● Task: Format every line of the entries below as a Markdown table with the columns Row and Line, numbering the rows and skipping blank lines. Leave the pictures out.

-- Start --

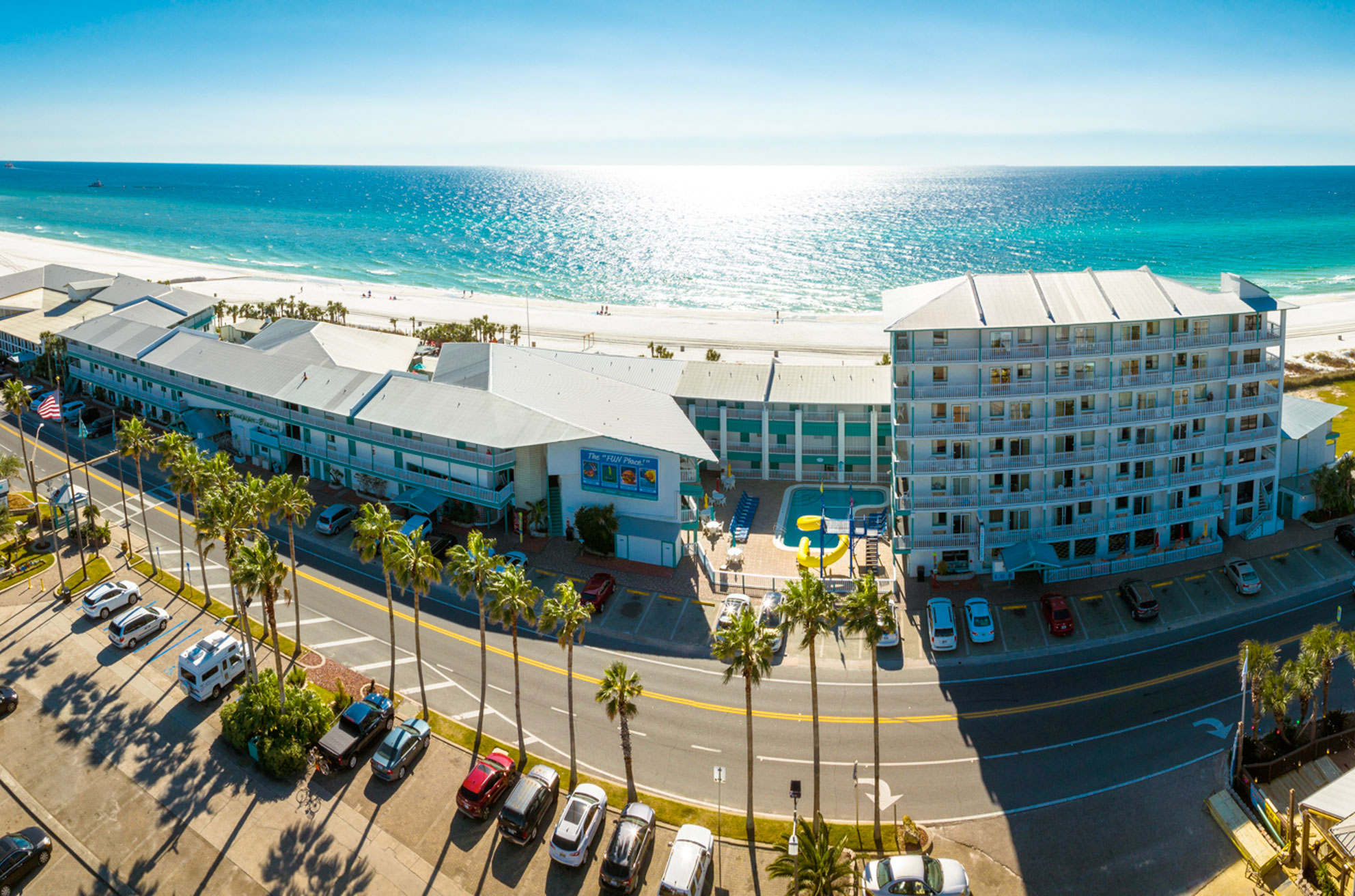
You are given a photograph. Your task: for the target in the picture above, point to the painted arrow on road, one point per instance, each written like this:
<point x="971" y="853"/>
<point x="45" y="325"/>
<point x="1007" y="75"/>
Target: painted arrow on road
<point x="1216" y="727"/>
<point x="886" y="799"/>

-- End --

● Result of the exercise:
| Row | Line |
|---|---|
| 1 | You are given a photograph. Your task: for the target in the picture above, point to the painted arrow on road, one point per instance, each written like this: |
| 2 | <point x="971" y="853"/> |
| 3 | <point x="45" y="325"/> |
| 4 | <point x="1007" y="75"/> |
| 5 | Target: painted arrow on road |
| 6 | <point x="1216" y="727"/> |
| 7 | <point x="886" y="799"/> |